_Task statement_:
Rewrite the lines between the ones holding "-- sample [550,34]." and "Target: distressed paint surface", inclusive, with "Target" renamed to "Label" and everything else left as it is. Leave the pictures out of your answer.

+ + +

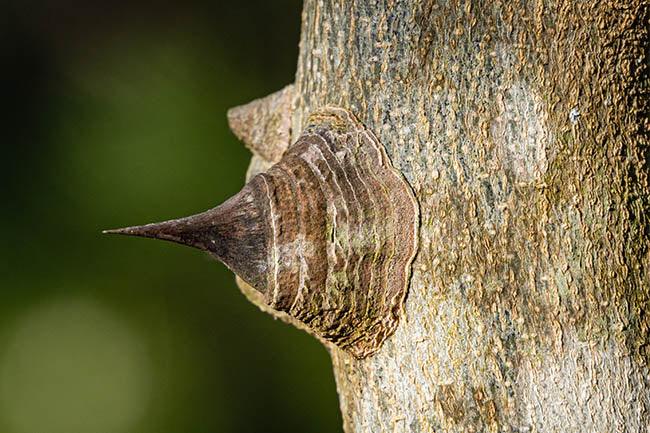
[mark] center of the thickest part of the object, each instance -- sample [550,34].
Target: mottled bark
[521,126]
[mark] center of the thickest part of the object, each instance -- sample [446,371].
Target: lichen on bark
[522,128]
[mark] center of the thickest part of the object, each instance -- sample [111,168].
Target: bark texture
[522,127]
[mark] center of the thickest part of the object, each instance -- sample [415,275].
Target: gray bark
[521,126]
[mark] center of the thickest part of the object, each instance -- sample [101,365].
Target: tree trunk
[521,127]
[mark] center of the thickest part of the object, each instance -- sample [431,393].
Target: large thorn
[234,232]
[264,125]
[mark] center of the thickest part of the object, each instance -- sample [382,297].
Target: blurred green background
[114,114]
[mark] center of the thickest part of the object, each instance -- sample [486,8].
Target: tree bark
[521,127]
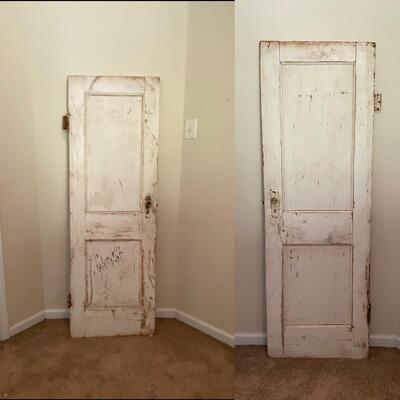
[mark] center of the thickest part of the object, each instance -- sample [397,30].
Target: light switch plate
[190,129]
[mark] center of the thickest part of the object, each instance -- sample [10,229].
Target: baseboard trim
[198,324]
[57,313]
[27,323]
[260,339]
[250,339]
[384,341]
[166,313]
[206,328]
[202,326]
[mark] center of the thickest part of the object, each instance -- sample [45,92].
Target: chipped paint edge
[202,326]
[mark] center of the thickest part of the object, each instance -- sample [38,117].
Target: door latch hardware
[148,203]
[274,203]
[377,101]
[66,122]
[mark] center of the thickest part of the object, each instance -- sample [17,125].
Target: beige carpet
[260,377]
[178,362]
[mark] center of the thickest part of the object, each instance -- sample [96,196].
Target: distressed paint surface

+ + +

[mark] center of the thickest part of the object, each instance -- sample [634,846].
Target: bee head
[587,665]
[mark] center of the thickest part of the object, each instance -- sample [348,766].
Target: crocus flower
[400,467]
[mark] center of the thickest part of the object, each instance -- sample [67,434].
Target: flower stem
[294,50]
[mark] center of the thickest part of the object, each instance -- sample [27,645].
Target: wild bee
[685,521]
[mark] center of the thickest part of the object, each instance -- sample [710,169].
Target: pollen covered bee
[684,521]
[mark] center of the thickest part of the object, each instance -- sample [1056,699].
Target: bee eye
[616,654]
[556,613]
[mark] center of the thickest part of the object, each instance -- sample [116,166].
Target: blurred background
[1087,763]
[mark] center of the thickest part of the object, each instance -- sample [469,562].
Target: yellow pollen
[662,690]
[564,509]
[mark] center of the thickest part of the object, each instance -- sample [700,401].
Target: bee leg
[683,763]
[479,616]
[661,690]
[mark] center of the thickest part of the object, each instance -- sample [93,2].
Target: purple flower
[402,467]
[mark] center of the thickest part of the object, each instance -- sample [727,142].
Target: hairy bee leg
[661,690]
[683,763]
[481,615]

+ + +

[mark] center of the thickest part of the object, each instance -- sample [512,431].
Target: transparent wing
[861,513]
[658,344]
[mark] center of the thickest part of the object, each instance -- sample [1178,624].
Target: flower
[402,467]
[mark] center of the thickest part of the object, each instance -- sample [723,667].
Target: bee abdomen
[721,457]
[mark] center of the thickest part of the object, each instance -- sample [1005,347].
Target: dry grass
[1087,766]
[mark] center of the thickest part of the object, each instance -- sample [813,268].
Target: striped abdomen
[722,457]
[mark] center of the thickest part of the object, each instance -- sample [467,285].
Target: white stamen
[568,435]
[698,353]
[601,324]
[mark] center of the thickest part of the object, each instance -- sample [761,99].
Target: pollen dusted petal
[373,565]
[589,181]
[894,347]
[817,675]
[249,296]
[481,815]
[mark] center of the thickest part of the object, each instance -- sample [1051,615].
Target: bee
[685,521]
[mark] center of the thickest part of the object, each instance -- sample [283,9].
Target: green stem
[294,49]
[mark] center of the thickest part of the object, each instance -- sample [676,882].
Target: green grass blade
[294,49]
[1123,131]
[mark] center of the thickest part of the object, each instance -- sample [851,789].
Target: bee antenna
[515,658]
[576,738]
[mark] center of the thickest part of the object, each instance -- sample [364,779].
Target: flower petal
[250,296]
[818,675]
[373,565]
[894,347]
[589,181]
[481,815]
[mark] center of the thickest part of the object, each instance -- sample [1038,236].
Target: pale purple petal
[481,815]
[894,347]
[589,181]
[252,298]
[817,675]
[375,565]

+ + +

_Finished exercise_:
[mark] center of the thickest part of the object, each instance -- sample [550,34].
Label: mottled bark
[521,126]
[mark] center of the thickest part of the object, each instance -- sample [446,371].
Label: lichen on bark
[522,128]
[mark] center of the thickest part of the object, each instance -- sample [111,168].
Label: bark texture
[522,127]
[mark] center of the thickest part of the object, each instance -- sample [415,275].
Label: gray bark
[521,126]
[mark] center of the thickest part of the object, each instance -- sample [101,365].
Label: tree trunk
[521,127]
[mark] center of the thickest part of the object, each instance -- sample [431,393].
Label: large thorn
[234,232]
[264,125]
[mark] center of the thickest part of the object, each instance -- sample [382,297].
Label: blurred green background
[114,114]
[mark] center of the thickest part of the object, each instance -- sample [486,8].
Label: tree bark
[521,127]
[mark] center of the thickest part of the object, each instance -- sample [397,30].
Label: light switch plate
[190,129]
[mark] center of the thickest part of the object, each instance -- sample [10,229].
Label: baseboard trim
[198,324]
[57,313]
[27,323]
[260,339]
[250,339]
[384,341]
[166,313]
[206,328]
[202,326]
[mark] center of the thickest part of the object, each instance -- sample [45,92].
Label: chipped paint edge
[202,326]
[mark] center of the thickest part of the object, each instance -- sample [38,117].
Label: door latch hardware
[148,203]
[274,203]
[377,101]
[66,122]
[mark] center of the thickest part of the object, each instance -- sample [17,125].
Label: beige carpet
[260,377]
[178,362]
[mark] center of the thickest part of the object, each instance -- sample [96,196].
Label: distressed paint surface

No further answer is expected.